◆ Material supplied ◆
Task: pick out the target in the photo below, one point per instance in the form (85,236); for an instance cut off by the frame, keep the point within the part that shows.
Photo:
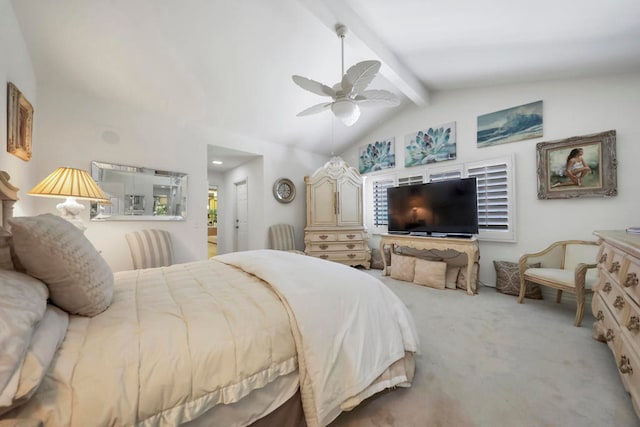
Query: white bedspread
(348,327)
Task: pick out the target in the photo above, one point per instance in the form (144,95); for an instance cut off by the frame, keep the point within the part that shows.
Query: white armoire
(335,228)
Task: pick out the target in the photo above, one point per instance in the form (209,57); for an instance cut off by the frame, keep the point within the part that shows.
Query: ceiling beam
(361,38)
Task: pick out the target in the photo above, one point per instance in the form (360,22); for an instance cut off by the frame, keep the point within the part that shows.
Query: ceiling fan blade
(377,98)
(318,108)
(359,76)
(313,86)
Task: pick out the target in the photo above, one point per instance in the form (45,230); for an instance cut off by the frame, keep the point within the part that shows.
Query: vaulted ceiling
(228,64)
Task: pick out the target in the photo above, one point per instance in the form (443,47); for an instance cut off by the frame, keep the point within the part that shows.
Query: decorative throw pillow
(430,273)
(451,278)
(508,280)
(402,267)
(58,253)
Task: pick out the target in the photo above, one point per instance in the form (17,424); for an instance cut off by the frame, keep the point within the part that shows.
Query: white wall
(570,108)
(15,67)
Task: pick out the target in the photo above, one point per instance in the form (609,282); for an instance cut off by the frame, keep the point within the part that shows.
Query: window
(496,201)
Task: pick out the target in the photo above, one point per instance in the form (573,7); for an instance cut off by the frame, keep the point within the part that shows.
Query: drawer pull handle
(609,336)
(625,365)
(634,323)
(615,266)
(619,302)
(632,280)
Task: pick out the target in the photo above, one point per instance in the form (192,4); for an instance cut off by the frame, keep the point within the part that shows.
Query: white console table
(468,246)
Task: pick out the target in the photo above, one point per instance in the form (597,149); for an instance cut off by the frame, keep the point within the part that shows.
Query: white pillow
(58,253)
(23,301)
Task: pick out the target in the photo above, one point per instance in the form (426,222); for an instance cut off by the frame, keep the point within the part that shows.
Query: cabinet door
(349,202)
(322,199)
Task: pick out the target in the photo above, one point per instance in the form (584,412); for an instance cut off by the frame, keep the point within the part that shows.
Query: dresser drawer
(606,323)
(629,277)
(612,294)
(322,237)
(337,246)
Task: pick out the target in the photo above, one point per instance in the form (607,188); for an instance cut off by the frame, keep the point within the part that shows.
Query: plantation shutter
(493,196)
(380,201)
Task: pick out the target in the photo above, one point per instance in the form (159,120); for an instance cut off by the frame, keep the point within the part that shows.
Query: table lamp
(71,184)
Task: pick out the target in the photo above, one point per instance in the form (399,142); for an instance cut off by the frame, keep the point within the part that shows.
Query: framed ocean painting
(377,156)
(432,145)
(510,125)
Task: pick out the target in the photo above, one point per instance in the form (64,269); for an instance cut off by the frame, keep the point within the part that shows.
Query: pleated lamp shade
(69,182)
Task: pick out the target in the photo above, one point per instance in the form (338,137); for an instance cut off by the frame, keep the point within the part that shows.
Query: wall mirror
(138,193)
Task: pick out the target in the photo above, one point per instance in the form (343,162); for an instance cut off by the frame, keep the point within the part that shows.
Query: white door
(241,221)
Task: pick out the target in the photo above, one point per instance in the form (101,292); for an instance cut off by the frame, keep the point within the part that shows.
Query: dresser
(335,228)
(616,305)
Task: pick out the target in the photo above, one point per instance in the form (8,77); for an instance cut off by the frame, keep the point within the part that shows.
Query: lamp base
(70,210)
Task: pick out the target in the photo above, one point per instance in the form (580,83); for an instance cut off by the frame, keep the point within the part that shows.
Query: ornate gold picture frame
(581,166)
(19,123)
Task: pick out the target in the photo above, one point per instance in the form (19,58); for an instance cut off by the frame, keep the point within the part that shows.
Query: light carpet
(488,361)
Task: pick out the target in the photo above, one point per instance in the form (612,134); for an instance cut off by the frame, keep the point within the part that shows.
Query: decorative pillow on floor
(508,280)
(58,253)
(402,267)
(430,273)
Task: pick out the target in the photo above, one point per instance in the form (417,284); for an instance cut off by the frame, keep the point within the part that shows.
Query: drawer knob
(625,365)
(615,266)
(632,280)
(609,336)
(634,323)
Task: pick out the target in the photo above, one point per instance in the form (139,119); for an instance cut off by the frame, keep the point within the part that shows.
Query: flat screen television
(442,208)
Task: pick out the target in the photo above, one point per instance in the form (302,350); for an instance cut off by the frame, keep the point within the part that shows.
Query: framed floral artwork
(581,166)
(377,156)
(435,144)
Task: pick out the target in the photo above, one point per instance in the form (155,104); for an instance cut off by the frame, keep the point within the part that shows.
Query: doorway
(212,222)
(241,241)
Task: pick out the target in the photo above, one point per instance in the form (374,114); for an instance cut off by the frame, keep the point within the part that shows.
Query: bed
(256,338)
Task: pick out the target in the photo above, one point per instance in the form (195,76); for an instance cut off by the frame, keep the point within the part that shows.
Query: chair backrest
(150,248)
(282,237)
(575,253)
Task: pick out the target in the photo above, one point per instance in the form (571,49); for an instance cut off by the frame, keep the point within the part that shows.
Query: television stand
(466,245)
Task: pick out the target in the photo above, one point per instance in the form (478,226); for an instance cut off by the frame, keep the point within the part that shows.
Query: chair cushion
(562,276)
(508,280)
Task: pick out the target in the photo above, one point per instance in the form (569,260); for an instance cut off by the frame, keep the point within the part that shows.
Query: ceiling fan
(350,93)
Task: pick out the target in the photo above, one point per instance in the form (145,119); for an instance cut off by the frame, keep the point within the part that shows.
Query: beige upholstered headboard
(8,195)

---

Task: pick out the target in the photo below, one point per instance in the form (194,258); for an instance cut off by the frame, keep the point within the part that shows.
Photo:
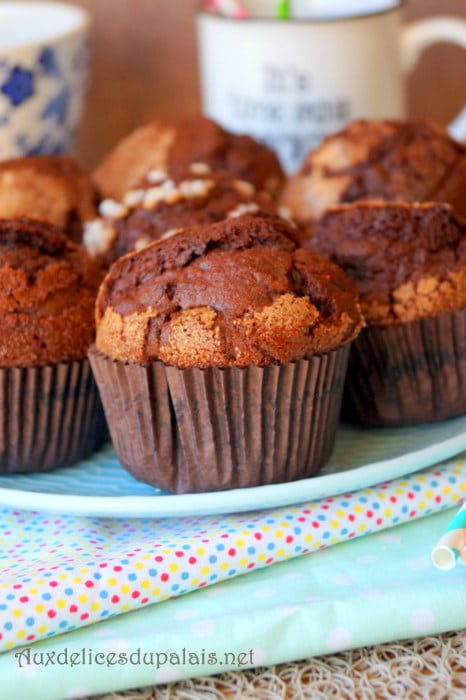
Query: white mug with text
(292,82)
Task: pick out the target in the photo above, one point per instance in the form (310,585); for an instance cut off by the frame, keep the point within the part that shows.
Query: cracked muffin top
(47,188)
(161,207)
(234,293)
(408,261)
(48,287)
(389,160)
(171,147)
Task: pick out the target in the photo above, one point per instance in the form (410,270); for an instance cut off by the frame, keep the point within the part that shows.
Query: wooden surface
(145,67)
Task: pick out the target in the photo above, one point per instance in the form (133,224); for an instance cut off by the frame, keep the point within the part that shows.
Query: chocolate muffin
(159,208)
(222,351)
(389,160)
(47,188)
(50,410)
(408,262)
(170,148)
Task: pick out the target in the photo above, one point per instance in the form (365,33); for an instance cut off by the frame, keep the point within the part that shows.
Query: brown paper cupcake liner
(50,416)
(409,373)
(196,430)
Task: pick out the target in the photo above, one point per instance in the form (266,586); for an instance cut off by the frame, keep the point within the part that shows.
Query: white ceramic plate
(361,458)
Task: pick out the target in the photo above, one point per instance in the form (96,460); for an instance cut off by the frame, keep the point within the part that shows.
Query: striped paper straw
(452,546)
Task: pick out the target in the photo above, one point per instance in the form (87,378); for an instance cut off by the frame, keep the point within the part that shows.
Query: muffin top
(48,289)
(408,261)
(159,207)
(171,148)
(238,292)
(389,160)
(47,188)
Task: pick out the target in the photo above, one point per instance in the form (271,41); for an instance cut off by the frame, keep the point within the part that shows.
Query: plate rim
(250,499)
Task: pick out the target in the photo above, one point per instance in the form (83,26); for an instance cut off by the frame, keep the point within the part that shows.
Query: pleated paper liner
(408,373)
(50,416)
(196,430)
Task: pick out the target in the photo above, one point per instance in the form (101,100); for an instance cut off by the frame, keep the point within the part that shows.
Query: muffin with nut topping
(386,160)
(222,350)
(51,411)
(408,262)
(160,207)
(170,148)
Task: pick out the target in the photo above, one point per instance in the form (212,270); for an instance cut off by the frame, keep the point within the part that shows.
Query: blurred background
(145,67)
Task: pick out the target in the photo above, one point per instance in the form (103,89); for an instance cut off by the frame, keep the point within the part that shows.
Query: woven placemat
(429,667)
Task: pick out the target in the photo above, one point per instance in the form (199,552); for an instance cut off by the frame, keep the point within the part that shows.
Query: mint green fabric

◆ Work required ◆
Using the material above, return every line that holds the string "below".

◆ Written solution ◆
Task: pick out the target in the photo below, one point per instance in the form (85,236); for an instance cut off by the frame, keep the point within the part that shows.
Task: pick out the target in the photo below, one point per instance in the form (194,258); for an instance cut off by the frame, keep the point within the part that shows.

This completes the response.